§ Actions to take:
A. Rewrite the article on USF's Medical Amnesty policy from "Florida is in" up to and including "mitigate this risk.", putting "student groups" in place of "SSDP chapters".
B. Carry on the article on USF's Medical Amnesty policy, beginning after its final sentence.
++++ Quoted passage ++++
The University of South Florida (USF) recently passed a Medical Amnesty/911 Good Samaritan Policy, which protects people from prosecution for simple possession of drugs or drug paraphernalia when calling for medical help during a drug-related emergency. The policy, enacted roughly one year after the state of Florida’s statewide 911 Good Samaritan Law took effect, was announced by Dean of Students Michael Freeman on November 14th, 2013, with a school-wide email.
Florida is in the minority of states by having 911 Good Samaritan protections in the first place, a smart and progressive move for such a conservative state, but colleges and universities in Florida see a weakness in the state law: most dangerous drug-related situations on campus take place at parties where underage alcohol consumption is near impossible to stop and alcohol is the drug of choice. Because of this, SSDP chapters in Florida are working hard to make sure every college and university in the sunshine state has its own protections, in addition to the state law, in place for its students. Excessive alcohol consumption is responsible for 79,000 deaths annually, and measures like USF’s Good Samaritan Policy can and will help mitigate this risk.
The spirit of the law should mean underage possession of alcohol is covered, but the language technically only protects people from prosecution for possession of controlled substances and/or paraphernalia.
++++ Data supplied ++++
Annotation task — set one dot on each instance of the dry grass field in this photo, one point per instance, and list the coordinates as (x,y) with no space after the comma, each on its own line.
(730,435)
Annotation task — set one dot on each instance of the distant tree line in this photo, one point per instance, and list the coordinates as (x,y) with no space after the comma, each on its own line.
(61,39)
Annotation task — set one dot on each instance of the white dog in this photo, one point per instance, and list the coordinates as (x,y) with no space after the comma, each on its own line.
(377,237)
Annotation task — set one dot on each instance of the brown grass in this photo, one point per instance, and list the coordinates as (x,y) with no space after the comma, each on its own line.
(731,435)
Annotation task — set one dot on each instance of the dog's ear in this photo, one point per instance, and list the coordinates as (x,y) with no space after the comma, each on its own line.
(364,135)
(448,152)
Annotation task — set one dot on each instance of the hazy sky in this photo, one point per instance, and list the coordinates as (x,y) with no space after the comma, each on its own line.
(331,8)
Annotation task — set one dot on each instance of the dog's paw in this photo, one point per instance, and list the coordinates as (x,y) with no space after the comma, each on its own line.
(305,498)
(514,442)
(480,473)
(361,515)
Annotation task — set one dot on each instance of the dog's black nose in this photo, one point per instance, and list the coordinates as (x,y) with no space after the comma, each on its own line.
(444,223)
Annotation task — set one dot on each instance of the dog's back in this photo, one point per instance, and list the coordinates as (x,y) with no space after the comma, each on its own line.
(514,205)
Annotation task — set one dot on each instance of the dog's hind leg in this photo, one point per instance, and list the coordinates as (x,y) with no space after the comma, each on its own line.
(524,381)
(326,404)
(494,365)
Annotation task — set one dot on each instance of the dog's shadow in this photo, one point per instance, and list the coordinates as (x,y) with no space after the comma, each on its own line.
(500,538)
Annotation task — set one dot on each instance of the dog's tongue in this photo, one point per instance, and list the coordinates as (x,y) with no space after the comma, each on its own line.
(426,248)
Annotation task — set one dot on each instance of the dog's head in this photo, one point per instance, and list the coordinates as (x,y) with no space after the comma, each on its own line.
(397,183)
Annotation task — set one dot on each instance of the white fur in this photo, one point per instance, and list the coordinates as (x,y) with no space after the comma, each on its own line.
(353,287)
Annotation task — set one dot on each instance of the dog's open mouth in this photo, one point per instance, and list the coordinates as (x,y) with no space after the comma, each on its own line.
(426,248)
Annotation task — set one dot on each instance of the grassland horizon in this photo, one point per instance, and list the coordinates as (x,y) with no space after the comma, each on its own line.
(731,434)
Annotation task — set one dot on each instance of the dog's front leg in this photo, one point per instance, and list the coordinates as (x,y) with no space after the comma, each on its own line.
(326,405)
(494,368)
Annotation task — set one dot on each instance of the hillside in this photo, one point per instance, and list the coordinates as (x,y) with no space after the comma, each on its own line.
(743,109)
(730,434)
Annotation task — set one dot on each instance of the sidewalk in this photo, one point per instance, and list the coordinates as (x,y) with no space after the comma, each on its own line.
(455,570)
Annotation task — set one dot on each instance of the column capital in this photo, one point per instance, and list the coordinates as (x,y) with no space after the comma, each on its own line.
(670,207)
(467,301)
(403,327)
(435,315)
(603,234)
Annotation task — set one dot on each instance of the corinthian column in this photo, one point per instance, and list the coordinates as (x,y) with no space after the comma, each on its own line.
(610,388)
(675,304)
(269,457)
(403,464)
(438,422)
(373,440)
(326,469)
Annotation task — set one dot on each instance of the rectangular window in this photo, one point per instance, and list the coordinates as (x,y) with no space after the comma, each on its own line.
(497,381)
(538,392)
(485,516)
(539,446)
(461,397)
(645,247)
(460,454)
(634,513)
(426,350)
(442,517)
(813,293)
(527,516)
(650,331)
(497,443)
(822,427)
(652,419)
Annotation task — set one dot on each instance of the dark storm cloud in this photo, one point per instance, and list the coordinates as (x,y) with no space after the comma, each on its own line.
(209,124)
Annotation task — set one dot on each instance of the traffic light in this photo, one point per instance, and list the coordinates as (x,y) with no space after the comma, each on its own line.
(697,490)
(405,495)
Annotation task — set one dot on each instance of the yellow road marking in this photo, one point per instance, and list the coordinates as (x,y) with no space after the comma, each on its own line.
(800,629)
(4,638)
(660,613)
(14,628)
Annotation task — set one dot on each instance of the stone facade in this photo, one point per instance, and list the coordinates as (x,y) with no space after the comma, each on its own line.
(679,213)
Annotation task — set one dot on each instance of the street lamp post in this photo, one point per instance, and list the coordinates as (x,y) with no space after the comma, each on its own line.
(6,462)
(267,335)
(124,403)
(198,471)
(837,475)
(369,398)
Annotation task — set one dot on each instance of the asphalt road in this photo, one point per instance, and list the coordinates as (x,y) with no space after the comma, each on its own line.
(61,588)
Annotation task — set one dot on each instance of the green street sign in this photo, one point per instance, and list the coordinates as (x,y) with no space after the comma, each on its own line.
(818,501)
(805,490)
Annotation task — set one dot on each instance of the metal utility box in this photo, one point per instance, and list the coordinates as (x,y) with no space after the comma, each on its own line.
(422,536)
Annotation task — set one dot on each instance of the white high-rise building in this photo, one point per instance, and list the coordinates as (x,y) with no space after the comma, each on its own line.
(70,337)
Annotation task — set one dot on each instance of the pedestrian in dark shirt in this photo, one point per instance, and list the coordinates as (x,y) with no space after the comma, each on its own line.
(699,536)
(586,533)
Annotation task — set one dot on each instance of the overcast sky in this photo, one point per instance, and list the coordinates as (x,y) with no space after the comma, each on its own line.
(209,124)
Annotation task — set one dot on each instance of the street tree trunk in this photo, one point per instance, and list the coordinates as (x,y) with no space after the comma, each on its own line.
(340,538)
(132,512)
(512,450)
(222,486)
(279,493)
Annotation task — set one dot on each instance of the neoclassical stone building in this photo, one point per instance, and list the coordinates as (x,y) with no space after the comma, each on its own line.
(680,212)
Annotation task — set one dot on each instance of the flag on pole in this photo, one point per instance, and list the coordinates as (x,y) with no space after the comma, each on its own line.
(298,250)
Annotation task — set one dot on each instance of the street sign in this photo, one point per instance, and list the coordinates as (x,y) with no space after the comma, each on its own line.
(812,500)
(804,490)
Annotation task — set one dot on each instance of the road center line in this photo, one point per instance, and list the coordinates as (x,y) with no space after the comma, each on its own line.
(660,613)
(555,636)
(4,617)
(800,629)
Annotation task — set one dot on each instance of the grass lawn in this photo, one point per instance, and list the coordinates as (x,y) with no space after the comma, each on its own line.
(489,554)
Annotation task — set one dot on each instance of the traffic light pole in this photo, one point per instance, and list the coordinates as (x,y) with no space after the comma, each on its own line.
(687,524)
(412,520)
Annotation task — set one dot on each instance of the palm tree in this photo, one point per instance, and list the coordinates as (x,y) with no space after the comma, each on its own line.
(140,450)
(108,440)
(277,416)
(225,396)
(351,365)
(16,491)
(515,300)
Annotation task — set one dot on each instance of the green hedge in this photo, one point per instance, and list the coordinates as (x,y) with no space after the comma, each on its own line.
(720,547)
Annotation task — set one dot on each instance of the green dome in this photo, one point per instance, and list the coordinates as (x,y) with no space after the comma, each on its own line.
++++
§ Answers provided:
A.
Florida is in the minority of states by having 911 Good Samaritan protections in the first place, a smart and progressive move for such a conservative state, but colleges and universities in Florida see a weakness in the state law: most dangerous drug-related situations on campus take place at parties where underage alcohol consumption is near impossible to stop and alcohol is the drug of choice. Because of this, student groups in Florida are working hard to make sure every college and university in the sunshine state has its own protections, in addition to the state law, in place for its students. Excessive alcohol consumption is responsible for 79,000 deaths annually, and measures like USF’s Good Samaritan Policy can and will help mitigate this risk.

B.
An excerpt from the official USF Policy:
Any Student who qualifies for amnesty under this Policy will not be charged with violations of any of the University System Student Codes of Conduct as those Codes relate to consumption and/or use of alcohol and/or drugs. Under this Policy, Students who seek or receive emergency medical assistance for themselves or Students who seek assistance for another Student experiencing an emergency related to the consumption of alcohol and/or other drug use or misuse may qualify for amnesty. Although Students who qualify for amnesty may be exempt from the Student Conduct process, they may be required to complete educational measures and pay for any incurred cost associated with those requirements.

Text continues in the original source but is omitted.